* What to do
Rewrite the stretch of the passage on merit from "A second explanation" through "so seemingly natural?", changing "omniscient" to "all-knowing".

A second explanation claims that humans love merit because of an innate, morally transcendent urge for “cosmic justice, which requires that the good should prosper in proportion to their virtue and the vicious suffer in proportion to their vice. This urge is closely tied to our cry for an omniscient and omnipotent Judge, which doles out said justice.

Taken together, both the scientific and the spiritual explanations of our value of merit make a strong argument in favor of. However, is it possible that other forces are at play which make this value so seemingly natural?


If we look closely, we can see that those who strongly favor merit are those who hold some degree of power. It need not rest on wealth but rather cultural/political dominance, although the former often go hand in hand.


Why does the value of merit benefit those in power?

Because it is a shorthand justification for their status. Even the Bible seems to agree that we can judge people by their fruits. That is, we conclude that those who have, must have done something to deserve it, and those who have not, haven’t. However, the inferential nature of post hoc assessments flaws or at least muddles this line of reasoning.

It is deeply suspicious to quantify something conceptual, such as effort, with something tangible, such as dollar bills. Otherwise, we should be able to transform every earnest thought, endeavor or feeling into immediate physical rewards all of the time, anywhere, and in any way we can think of.

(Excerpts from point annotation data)
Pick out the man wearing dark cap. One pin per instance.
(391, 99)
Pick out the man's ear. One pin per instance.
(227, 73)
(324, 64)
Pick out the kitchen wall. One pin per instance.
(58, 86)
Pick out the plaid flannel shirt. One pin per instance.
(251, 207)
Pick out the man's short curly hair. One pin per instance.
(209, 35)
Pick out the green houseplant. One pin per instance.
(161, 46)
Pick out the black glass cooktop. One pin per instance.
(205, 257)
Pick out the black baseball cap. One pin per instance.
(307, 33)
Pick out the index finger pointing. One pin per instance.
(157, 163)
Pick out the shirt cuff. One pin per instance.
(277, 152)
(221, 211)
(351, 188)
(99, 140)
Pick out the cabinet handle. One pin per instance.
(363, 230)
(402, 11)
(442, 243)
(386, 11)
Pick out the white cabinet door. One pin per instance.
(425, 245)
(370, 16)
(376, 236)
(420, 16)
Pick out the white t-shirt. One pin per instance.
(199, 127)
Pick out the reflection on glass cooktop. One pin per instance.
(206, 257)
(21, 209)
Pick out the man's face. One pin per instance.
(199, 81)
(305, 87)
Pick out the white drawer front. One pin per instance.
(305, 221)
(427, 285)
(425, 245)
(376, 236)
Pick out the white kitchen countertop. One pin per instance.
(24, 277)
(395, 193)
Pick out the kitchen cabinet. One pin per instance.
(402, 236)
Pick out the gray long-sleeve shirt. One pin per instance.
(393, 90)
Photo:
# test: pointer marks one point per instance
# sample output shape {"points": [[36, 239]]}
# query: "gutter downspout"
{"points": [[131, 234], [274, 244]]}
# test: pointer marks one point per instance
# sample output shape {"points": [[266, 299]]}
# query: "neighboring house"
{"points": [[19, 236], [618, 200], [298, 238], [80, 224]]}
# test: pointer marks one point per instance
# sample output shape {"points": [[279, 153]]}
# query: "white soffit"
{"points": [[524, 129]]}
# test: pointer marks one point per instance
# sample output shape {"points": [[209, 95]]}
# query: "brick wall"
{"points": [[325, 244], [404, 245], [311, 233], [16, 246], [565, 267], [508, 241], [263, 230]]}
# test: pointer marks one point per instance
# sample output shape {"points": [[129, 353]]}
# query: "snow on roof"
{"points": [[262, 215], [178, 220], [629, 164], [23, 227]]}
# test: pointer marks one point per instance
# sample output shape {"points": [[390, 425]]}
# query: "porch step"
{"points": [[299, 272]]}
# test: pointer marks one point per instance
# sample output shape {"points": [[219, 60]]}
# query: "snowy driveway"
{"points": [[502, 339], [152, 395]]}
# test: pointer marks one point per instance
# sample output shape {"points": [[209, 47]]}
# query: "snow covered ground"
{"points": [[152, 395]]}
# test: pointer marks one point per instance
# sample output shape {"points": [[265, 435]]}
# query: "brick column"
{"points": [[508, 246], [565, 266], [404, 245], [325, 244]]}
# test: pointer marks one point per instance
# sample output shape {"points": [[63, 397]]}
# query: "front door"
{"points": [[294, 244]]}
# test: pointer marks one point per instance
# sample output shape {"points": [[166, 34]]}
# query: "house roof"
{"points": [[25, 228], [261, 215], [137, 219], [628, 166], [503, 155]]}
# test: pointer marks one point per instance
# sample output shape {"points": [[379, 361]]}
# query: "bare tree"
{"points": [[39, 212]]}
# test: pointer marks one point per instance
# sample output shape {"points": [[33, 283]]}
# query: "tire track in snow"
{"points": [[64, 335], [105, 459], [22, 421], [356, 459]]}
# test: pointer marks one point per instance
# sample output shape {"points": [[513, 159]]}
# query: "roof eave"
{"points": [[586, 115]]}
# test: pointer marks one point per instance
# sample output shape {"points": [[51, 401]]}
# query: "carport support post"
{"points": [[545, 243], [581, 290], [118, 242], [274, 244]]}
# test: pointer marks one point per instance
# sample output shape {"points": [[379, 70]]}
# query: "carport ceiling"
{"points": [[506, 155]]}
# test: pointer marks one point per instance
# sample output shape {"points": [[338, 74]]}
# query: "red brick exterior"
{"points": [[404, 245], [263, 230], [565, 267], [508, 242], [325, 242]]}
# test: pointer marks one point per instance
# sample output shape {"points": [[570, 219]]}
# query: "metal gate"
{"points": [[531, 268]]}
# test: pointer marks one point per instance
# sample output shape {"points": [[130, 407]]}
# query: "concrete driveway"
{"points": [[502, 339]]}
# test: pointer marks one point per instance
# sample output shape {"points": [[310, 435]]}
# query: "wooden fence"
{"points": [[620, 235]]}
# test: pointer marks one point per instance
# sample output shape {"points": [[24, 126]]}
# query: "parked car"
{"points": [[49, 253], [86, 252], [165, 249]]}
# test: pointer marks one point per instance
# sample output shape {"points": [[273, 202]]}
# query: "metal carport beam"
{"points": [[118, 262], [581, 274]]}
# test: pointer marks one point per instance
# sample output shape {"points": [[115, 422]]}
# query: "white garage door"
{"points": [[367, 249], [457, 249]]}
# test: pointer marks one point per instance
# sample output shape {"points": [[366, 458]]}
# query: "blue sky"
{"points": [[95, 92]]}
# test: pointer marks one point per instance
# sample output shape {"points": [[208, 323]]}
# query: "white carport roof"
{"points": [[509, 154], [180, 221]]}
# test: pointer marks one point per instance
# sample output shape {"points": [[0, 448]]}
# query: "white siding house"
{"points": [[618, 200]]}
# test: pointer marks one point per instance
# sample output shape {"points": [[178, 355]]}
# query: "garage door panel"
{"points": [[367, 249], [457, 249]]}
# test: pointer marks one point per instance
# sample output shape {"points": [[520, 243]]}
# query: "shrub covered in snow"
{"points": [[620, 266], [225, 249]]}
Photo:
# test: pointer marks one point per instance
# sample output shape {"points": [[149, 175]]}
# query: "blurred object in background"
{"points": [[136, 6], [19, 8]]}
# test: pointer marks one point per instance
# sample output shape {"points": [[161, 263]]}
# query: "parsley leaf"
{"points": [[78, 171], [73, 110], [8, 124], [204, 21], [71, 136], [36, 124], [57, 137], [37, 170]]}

* Result
A second explanation claims that humans love merit because of an innate, morally transcendent urge for “cosmic justice, which requires that the good should prosper in proportion to their virtue and the vicious suffer in proportion to their vice. This urge is closely tied to our cry for an all-knowing and omnipotent Judge, which doles out said justice.

Taken together, both the scientific and the spiritual explanations of our value of merit make a strong argument in favor of. However, is it possible that other forces are at play which make this value so seemingly natural?